Copy nothing from the entries below except the lines from the one containing "I would appreciate it if you could identify the collapsed" through the one containing "I would appreciate it if you could identify the concrete", and copy those exactly.
Dataset records below:
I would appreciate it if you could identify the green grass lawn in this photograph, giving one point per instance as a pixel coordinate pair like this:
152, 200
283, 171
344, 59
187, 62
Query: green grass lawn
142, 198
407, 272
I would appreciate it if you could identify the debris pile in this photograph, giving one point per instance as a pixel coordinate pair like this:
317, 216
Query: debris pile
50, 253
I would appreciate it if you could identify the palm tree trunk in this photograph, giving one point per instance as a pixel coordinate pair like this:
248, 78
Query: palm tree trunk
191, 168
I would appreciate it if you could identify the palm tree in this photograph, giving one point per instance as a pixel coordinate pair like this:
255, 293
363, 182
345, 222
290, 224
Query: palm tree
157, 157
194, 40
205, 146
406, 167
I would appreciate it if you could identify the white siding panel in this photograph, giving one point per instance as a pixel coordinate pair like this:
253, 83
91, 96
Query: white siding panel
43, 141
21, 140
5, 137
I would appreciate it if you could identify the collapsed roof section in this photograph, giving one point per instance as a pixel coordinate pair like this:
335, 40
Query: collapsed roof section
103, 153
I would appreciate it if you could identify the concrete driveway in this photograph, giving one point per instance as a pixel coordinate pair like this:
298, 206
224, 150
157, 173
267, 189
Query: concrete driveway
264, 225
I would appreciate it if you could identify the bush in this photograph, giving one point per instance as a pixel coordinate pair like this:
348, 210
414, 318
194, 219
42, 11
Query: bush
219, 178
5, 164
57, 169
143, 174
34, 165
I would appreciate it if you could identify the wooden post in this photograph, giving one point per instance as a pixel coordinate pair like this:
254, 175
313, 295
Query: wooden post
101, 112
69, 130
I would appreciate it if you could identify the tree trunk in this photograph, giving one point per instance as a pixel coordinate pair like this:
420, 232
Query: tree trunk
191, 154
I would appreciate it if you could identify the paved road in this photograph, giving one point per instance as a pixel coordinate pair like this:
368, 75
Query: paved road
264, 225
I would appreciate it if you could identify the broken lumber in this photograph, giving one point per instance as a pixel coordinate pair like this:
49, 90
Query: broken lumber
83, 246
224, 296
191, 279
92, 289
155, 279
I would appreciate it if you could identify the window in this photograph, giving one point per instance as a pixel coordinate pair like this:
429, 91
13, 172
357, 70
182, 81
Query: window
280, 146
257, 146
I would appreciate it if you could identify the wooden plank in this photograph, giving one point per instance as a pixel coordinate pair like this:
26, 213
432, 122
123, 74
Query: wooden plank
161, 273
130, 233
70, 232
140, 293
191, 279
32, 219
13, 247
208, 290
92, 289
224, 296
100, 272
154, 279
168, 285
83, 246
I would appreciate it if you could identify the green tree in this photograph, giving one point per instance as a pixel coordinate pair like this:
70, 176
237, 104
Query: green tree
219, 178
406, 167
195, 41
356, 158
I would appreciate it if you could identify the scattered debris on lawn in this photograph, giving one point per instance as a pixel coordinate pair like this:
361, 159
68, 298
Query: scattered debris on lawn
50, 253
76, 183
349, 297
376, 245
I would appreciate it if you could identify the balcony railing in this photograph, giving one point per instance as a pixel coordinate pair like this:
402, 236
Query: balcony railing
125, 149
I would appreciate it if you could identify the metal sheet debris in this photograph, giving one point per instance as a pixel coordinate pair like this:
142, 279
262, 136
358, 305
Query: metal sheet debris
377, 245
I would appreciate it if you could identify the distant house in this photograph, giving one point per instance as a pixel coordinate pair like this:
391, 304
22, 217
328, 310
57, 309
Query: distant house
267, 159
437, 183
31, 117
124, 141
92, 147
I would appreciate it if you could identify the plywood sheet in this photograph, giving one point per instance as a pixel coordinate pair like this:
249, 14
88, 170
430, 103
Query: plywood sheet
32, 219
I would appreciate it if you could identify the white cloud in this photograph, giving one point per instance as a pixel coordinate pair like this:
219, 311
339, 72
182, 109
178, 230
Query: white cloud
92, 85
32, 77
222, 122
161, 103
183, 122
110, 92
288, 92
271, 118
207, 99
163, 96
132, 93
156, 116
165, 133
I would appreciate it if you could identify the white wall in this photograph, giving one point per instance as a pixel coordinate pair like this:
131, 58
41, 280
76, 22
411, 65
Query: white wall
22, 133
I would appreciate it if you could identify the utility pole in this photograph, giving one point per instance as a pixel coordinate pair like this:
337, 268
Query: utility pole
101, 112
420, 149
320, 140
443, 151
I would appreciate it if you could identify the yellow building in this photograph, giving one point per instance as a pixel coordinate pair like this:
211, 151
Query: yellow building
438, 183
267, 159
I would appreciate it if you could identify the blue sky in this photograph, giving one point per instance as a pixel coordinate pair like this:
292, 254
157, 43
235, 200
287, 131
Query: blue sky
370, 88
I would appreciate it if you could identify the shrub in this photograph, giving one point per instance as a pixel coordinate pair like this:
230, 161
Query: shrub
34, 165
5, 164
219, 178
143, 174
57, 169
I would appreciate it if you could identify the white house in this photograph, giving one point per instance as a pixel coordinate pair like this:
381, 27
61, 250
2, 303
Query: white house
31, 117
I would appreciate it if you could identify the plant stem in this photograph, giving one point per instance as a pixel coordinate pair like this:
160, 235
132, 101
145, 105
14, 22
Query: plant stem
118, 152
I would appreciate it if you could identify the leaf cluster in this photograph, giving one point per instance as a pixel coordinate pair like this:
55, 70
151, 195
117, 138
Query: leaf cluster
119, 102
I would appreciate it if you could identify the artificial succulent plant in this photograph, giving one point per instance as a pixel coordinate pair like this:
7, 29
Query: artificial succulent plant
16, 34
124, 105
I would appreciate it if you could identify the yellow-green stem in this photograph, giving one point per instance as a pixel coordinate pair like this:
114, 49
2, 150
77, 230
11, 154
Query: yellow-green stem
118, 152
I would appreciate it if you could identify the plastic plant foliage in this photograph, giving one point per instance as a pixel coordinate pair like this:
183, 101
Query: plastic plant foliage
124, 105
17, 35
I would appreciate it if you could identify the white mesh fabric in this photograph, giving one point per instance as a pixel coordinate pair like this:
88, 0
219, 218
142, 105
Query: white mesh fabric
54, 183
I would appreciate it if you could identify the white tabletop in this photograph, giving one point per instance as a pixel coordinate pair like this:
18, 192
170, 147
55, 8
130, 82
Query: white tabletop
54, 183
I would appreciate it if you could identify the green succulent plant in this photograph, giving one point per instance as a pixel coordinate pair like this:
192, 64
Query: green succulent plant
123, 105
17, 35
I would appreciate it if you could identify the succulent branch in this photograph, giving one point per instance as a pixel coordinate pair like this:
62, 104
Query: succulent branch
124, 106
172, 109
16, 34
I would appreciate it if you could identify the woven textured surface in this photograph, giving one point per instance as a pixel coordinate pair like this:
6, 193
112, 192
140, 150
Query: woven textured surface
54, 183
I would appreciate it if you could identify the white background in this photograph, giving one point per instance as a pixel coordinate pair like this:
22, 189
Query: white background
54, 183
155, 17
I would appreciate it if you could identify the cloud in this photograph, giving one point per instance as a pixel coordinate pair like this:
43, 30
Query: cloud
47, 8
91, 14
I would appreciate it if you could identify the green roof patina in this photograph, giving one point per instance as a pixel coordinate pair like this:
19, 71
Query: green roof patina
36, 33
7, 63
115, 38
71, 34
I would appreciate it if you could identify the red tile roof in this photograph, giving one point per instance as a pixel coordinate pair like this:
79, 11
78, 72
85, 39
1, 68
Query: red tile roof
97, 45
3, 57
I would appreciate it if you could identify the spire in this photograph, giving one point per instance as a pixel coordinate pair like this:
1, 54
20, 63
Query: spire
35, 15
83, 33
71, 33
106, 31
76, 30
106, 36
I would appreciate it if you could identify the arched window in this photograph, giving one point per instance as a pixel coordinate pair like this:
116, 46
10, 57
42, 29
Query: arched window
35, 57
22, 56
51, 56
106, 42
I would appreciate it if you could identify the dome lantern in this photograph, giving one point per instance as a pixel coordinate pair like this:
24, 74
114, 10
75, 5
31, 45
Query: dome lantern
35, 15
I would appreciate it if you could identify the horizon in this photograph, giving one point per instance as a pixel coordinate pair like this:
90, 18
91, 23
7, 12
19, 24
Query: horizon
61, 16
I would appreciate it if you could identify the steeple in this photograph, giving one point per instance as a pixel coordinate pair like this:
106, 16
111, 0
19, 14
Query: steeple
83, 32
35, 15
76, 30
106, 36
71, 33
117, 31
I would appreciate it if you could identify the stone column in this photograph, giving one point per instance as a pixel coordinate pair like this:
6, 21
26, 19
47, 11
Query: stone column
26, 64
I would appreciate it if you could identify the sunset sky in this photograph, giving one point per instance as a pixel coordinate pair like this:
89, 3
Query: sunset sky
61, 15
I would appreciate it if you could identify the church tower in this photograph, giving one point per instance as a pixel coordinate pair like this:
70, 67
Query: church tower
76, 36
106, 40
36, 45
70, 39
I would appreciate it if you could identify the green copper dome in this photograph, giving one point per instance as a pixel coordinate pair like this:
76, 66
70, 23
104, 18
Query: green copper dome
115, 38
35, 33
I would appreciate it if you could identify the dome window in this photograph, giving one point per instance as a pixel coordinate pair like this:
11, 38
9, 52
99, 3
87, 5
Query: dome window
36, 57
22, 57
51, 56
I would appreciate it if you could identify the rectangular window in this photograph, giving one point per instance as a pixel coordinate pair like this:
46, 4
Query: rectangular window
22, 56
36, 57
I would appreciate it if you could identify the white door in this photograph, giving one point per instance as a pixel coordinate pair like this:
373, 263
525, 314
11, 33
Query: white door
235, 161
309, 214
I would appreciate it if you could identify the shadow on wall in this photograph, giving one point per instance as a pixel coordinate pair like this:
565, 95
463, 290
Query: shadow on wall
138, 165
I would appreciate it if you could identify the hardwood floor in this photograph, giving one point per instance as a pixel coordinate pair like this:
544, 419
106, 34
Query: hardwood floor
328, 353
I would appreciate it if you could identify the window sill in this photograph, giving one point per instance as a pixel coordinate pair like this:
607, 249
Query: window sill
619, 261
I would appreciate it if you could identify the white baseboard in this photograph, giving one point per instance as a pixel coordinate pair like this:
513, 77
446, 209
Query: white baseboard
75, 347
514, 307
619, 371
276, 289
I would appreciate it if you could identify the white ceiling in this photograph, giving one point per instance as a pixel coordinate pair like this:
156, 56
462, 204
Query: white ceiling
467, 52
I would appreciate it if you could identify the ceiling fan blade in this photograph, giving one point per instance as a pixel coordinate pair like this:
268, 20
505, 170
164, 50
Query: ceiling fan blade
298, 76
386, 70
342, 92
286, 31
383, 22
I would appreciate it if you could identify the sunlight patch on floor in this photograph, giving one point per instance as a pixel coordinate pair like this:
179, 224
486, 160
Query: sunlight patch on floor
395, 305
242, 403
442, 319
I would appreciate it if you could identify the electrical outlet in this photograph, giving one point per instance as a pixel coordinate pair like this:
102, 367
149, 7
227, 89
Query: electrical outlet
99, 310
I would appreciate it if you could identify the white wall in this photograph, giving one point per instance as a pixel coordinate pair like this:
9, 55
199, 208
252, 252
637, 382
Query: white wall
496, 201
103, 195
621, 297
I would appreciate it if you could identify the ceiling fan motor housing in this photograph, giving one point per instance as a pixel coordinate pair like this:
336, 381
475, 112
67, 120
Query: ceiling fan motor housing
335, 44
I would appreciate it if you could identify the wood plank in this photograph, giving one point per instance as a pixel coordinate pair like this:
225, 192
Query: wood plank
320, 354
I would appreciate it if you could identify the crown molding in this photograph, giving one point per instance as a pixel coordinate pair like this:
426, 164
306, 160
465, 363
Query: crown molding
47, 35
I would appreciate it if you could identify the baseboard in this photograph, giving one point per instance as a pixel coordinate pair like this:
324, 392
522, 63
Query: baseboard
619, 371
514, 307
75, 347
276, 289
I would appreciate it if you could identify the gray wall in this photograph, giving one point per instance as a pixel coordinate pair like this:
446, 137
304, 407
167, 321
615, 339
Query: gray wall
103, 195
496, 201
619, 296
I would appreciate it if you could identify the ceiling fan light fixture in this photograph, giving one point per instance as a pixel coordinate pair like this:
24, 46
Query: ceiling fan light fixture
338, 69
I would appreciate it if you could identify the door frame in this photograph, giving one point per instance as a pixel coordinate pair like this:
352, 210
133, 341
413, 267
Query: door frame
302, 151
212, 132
End of Dataset records.
• Response for this exercise:
I would appreciate it if you could identify the collapsed roof section in this photograph, giving one point per instance as a pixel coordinate pair like this:
335, 40
Query: collapsed roof section
103, 153
I would appreciate it if you could identify the concrete driveway in this photograph, giving one point per instance as a pixel coordinate pair like this:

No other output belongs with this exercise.